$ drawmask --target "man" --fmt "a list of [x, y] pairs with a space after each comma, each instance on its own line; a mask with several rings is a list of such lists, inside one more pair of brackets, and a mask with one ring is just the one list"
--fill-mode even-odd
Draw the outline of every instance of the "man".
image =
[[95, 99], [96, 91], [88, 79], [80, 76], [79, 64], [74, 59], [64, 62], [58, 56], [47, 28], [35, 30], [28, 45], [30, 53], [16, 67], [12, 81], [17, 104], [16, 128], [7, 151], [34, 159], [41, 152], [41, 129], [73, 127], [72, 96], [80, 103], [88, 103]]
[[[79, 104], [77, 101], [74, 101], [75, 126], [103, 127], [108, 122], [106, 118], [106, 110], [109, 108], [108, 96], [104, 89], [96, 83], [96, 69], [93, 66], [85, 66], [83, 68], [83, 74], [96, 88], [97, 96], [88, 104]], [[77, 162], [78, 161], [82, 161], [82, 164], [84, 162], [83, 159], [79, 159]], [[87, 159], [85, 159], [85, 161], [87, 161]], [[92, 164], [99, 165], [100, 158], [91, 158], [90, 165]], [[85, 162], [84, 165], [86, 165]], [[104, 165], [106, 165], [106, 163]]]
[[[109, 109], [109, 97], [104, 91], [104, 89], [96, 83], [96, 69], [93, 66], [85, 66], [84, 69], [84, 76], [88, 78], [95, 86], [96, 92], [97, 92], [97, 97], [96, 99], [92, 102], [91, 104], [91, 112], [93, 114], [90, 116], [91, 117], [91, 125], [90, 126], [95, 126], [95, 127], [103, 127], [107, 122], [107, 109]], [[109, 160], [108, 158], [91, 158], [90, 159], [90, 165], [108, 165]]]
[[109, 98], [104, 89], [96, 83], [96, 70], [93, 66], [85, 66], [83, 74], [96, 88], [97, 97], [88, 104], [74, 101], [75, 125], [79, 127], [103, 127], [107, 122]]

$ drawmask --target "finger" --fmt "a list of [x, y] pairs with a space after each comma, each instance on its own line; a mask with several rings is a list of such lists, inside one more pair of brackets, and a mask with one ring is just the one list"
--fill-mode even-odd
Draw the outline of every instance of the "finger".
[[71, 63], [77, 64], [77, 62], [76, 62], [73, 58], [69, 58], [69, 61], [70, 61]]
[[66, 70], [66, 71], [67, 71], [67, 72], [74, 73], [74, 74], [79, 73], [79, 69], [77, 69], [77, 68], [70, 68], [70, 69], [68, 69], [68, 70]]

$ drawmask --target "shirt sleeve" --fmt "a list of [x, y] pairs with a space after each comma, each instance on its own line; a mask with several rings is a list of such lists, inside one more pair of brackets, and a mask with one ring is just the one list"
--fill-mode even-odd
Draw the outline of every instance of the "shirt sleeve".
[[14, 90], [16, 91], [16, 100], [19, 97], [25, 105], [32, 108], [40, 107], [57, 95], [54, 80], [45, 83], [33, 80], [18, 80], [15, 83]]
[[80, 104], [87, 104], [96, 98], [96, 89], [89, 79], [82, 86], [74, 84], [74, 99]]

▶ [EXERCISE]
Write the entire listing out again, word for word.

▶ [YOUR SOLUTION]
$ drawmask --target "man" --fmt "a list of [x, y] pairs with a space after each comma, each instance on its own line; a mask with several rings is a list of such lists, inside one more pair of brackets, and a mask with one ring is just the one list"
--fill-mode even-odd
Draw the outline of every instance of the "man".
image =
[[95, 99], [96, 91], [88, 79], [80, 76], [79, 64], [74, 59], [64, 62], [58, 56], [47, 28], [35, 30], [28, 45], [30, 53], [16, 67], [12, 81], [17, 104], [16, 128], [7, 151], [34, 159], [41, 152], [41, 129], [73, 127], [72, 96], [80, 103], [88, 103]]
[[[79, 104], [77, 101], [74, 101], [75, 126], [103, 127], [108, 122], [106, 118], [106, 110], [109, 108], [108, 96], [104, 89], [96, 83], [96, 69], [93, 66], [85, 66], [83, 68], [83, 74], [96, 88], [97, 96], [88, 104]], [[77, 162], [78, 161], [82, 161], [82, 164], [84, 162], [83, 159], [79, 159]], [[87, 159], [85, 159], [85, 161], [87, 161]], [[92, 164], [99, 165], [100, 158], [91, 158], [90, 165]], [[85, 162], [84, 165], [86, 165]], [[104, 165], [106, 165], [106, 163]]]
[[[109, 109], [109, 97], [104, 91], [104, 89], [96, 83], [96, 69], [93, 66], [85, 66], [84, 69], [84, 76], [88, 78], [95, 86], [96, 92], [97, 92], [97, 97], [96, 99], [92, 102], [91, 104], [91, 112], [93, 114], [90, 116], [91, 117], [91, 125], [90, 126], [95, 126], [95, 127], [103, 127], [107, 122], [107, 109]], [[109, 160], [108, 158], [91, 158], [90, 159], [90, 165], [108, 165]]]
[[109, 98], [104, 89], [96, 83], [96, 70], [93, 66], [85, 66], [83, 74], [96, 88], [97, 97], [88, 104], [74, 101], [75, 125], [79, 127], [103, 127], [107, 122]]

$ drawmask --target "finger" --fmt "a list of [x, y] pairs with a space after each comma, each instance on its own line; a mask with several rings is a list of such lists, inside one more pair of brackets, and a mask with one ring is just the one list"
--fill-mode even-odd
Draw the outline of every instance of the "finger".
[[71, 63], [77, 64], [77, 62], [76, 62], [73, 58], [69, 58], [69, 61], [70, 61]]
[[66, 70], [66, 71], [67, 71], [67, 72], [74, 73], [74, 74], [79, 73], [79, 69], [77, 69], [77, 68], [70, 68], [70, 69], [68, 69], [68, 70]]

$ drawmask --target "shirt sleeve" --fmt "a list of [x, y] pairs with a space after each comma, each instance on its own line; a mask with several rings is a list of such lists, inside one more pair of brackets, and a mask with one ring is just the one list"
--fill-mode even-odd
Draw the outline of every instance of the "shirt sleeve".
[[14, 90], [16, 91], [16, 100], [19, 97], [25, 105], [32, 108], [40, 107], [57, 95], [54, 80], [45, 83], [33, 80], [18, 80], [15, 83]]
[[80, 104], [87, 104], [96, 98], [96, 89], [89, 79], [82, 86], [74, 84], [74, 99]]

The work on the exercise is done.